## What you should do
Show each line of the data that contains the string "grass". Case counts.

## Records of labeled boxes

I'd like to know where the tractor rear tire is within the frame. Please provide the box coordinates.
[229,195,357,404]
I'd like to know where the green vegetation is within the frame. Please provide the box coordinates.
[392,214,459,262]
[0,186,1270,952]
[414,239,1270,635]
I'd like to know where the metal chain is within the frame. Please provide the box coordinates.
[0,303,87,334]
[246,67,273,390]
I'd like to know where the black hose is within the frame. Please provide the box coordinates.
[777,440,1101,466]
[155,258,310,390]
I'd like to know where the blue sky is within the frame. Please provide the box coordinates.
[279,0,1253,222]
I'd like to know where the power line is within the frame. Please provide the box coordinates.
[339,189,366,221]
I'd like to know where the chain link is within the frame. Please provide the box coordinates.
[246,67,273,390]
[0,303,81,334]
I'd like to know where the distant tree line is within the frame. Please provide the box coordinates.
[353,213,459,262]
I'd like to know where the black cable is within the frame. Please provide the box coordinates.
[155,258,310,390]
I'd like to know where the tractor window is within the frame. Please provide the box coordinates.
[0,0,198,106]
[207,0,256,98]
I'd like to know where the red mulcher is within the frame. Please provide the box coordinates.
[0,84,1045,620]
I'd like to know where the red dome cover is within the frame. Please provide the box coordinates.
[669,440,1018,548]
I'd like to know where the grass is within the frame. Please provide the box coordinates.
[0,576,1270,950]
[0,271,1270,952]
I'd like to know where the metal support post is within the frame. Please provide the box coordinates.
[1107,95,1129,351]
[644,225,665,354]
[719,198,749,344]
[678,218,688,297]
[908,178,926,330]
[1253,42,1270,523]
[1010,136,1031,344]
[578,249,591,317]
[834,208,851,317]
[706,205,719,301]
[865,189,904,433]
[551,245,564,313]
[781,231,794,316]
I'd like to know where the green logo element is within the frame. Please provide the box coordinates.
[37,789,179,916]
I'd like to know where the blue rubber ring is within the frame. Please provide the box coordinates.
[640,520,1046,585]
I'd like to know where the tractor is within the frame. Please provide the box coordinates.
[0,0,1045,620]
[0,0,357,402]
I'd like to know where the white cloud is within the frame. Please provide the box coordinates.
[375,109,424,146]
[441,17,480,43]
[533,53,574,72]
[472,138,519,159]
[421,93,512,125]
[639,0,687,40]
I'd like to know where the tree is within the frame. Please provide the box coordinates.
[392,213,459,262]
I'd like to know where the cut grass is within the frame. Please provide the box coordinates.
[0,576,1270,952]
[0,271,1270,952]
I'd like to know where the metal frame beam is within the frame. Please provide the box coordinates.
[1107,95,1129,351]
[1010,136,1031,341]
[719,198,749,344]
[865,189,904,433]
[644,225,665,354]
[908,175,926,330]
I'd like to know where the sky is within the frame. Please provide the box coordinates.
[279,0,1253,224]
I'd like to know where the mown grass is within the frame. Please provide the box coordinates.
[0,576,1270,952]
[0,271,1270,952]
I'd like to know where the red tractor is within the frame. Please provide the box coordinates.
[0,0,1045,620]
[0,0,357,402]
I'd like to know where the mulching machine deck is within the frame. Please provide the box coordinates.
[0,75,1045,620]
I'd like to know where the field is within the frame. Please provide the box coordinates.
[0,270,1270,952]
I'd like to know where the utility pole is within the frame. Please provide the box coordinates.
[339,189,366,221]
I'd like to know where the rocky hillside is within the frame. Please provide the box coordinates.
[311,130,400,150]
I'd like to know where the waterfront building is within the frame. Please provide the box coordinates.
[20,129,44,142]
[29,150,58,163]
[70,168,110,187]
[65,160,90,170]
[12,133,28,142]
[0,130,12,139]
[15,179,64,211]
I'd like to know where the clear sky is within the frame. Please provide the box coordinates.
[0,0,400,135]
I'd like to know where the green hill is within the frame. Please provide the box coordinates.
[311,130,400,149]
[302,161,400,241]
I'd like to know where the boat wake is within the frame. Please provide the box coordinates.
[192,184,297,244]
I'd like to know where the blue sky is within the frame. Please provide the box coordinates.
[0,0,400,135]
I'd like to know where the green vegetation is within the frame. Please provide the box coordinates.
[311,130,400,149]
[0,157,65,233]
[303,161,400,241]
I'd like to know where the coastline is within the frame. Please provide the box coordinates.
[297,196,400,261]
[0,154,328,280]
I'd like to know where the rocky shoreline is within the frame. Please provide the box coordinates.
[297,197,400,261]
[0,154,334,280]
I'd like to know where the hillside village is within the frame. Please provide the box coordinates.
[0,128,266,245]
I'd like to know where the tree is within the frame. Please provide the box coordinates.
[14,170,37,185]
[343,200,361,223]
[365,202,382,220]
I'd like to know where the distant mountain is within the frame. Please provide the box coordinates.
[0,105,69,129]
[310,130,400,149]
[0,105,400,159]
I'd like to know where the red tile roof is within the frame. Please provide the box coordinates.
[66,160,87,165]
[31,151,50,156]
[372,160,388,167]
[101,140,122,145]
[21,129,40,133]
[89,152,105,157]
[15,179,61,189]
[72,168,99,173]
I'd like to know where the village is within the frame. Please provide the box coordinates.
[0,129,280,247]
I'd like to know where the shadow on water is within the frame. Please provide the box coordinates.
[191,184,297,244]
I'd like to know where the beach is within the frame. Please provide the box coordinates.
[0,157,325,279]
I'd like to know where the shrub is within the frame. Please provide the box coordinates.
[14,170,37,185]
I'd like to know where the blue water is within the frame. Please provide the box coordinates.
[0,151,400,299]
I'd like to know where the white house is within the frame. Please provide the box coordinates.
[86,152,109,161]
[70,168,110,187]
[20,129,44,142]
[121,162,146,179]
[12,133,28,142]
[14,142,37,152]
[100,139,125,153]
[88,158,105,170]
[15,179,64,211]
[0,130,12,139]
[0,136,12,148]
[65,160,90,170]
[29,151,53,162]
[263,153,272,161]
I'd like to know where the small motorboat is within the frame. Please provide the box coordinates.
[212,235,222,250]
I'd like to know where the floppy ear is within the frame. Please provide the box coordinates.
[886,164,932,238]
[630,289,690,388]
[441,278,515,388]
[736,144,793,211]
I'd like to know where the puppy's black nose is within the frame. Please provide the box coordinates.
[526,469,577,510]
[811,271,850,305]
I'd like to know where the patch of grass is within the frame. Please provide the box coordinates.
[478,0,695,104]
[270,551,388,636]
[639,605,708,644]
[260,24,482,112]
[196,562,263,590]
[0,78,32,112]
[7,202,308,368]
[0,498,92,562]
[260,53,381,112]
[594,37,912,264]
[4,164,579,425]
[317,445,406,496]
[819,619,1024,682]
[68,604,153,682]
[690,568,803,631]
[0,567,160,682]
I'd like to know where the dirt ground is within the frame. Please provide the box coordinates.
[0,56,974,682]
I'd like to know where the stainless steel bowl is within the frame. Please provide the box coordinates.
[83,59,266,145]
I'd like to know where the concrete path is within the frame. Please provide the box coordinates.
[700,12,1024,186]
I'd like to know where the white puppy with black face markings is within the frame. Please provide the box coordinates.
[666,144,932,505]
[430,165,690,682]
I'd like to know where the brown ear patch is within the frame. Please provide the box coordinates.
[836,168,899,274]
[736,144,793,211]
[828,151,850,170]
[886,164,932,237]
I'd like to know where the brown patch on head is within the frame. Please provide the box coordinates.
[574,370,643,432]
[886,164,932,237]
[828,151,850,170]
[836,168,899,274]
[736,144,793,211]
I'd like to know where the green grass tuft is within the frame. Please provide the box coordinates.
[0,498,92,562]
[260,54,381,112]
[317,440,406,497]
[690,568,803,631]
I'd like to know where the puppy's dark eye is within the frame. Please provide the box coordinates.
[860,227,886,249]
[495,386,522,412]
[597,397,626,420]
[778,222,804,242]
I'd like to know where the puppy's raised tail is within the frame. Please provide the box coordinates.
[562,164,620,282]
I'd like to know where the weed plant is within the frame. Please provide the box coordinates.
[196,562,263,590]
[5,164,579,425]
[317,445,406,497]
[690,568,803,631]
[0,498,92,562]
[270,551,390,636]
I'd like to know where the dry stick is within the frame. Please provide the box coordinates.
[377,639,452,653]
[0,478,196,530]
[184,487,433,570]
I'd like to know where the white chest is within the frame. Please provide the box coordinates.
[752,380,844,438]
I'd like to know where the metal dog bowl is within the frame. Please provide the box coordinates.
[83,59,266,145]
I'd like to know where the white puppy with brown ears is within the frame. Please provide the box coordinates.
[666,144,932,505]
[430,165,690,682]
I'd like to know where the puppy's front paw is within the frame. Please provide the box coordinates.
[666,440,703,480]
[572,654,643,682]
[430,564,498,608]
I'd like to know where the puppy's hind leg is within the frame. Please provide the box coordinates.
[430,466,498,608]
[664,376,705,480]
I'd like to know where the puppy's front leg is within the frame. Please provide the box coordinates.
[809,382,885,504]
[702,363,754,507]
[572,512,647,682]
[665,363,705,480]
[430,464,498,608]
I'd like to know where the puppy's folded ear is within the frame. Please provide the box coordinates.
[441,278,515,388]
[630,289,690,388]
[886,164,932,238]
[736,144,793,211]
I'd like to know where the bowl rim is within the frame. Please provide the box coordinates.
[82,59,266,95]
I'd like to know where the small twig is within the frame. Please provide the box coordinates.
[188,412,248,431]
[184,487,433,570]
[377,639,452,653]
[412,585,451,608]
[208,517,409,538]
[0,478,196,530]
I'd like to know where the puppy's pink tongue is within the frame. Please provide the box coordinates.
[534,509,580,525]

## Full response
I'd like to know where the grass is within the frame. Please provide the box coordinates.
I'd like to know where the cut grass is within the frame. Please provide the box coordinates.
I'd like to know where the mown grass is within the frame. Please provide the box coordinates.
I'd like to know where the patch of grass is within the frame. Please provide the box coordinates.
I'd like to know where the green grass tuft is within the frame. Please provide the box coordinates.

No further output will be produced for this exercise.